- Directions for this task -
Tally the lines in the records below that contain the word "white". Reply with the number alone.

>> BEGIN Provided data

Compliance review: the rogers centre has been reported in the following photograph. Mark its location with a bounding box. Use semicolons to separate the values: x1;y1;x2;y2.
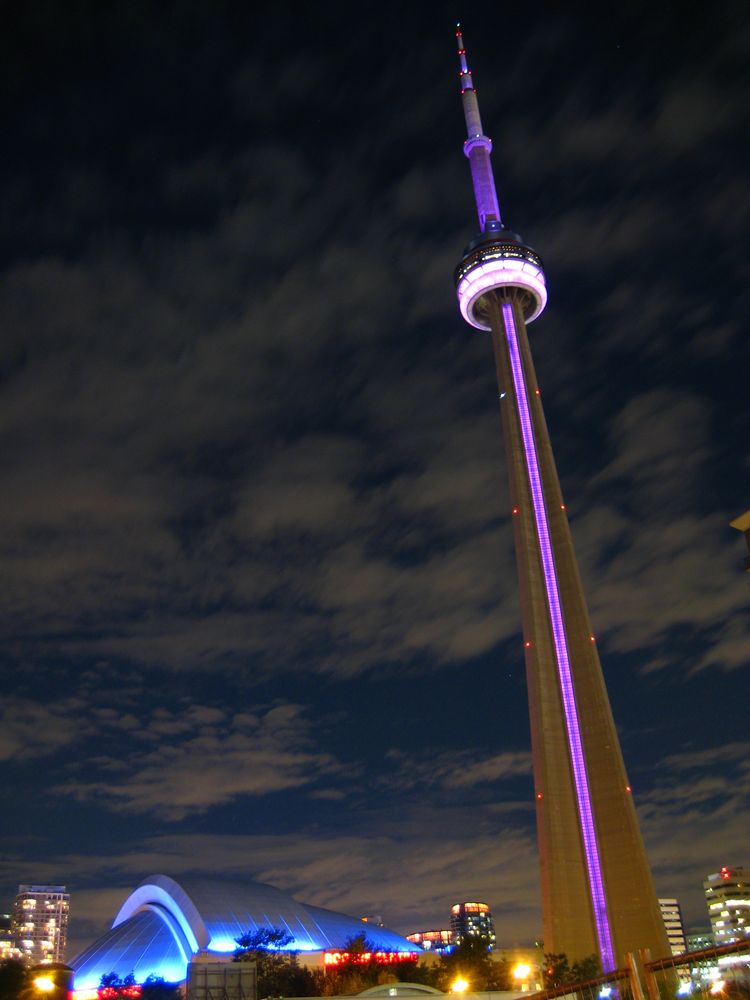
70;875;421;993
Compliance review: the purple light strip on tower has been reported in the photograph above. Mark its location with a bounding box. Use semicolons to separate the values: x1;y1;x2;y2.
502;303;615;972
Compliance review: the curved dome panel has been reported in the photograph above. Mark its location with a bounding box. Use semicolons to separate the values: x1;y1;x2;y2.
71;908;189;990
70;875;415;989
305;906;417;951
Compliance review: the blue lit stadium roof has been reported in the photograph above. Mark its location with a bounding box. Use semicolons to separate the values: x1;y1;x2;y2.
70;875;416;989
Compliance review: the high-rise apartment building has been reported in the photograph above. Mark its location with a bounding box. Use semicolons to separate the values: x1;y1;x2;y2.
455;29;668;971
451;903;495;948
406;928;453;953
703;867;750;945
13;884;70;965
659;899;687;955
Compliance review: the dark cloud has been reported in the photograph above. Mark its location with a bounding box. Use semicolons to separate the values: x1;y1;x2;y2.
0;3;750;943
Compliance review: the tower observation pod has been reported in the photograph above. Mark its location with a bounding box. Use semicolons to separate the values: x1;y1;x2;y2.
455;26;669;972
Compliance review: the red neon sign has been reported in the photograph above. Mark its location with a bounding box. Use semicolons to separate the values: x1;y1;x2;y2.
323;951;419;967
96;983;142;1000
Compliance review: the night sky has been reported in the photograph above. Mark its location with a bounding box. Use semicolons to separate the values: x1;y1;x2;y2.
0;0;750;955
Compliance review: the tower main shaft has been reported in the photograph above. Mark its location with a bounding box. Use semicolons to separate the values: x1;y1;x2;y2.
456;30;668;971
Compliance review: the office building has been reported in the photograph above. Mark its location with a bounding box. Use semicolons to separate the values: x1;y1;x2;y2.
659;899;687;955
406;928;453;954
451;903;495;948
703;867;750;945
455;29;668;971
12;883;70;965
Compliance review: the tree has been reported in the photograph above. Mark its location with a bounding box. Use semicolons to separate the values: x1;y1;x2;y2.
141;976;182;1000
323;933;384;996
437;937;512;993
233;927;321;1000
544;952;602;990
544;951;570;990
98;972;182;1000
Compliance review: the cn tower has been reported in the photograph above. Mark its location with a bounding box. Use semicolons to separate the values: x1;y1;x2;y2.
455;26;669;972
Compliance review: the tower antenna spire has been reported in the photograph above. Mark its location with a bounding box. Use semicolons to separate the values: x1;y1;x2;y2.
456;24;503;233
455;24;668;972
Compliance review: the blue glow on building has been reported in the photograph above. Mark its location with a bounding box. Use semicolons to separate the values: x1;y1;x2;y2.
70;875;415;990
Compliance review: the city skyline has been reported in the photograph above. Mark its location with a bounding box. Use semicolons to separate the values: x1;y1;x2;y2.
0;3;750;964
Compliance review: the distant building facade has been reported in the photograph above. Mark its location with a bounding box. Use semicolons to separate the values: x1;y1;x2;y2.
703;866;750;945
659;899;687;955
451;903;495;948
0;913;21;962
406;928;453;953
11;883;70;965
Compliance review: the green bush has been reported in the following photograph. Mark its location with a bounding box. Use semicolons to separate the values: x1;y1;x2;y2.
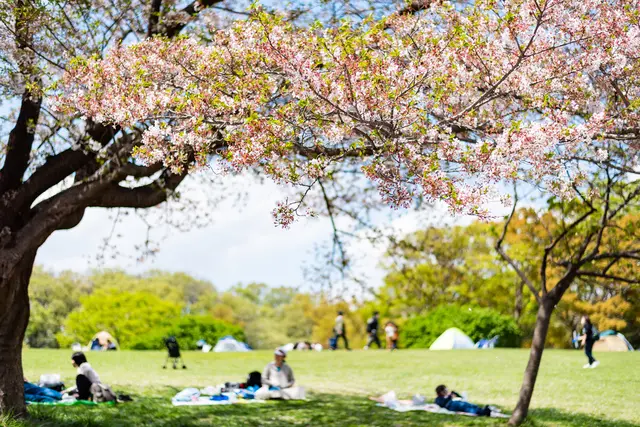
400;305;522;348
130;315;245;350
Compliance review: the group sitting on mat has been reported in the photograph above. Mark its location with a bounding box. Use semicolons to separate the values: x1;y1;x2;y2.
171;348;305;406
24;351;118;404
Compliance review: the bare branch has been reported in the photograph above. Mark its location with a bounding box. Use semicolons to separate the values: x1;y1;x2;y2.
495;184;541;304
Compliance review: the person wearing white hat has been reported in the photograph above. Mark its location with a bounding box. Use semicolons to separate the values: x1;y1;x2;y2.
262;348;295;390
256;348;305;399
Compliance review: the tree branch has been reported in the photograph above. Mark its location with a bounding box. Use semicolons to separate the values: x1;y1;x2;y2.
147;0;162;37
88;170;188;208
164;0;223;38
495;184;541;304
577;271;640;284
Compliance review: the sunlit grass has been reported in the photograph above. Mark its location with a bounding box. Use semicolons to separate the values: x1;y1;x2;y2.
11;350;640;427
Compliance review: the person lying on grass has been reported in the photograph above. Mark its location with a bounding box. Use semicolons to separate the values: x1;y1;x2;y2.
436;384;491;417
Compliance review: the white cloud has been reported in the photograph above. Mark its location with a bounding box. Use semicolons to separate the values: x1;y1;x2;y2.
36;172;507;289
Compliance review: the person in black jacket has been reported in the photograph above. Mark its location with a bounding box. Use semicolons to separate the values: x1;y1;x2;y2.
364;311;382;350
580;315;600;368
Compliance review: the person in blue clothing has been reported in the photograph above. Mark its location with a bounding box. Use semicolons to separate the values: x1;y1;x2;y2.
24;378;62;403
436;384;491;417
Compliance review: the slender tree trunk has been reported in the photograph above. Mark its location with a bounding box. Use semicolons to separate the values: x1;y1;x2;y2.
509;298;553;426
0;252;35;416
513;282;524;322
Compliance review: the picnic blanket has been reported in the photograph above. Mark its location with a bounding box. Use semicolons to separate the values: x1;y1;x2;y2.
171;385;306;406
171;396;266;406
27;400;116;406
377;391;509;418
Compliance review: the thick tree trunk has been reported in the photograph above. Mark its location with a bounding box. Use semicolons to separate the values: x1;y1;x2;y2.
509;298;553;426
0;252;35;416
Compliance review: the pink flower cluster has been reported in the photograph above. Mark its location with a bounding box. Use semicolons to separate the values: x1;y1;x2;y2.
57;0;640;219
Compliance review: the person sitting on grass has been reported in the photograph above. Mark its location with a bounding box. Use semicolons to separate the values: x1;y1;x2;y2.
436;384;491;417
262;348;295;390
255;348;305;400
64;351;100;400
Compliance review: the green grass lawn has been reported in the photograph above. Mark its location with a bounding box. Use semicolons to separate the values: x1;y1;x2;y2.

>> END Provided data

- Solution to the exercise -
2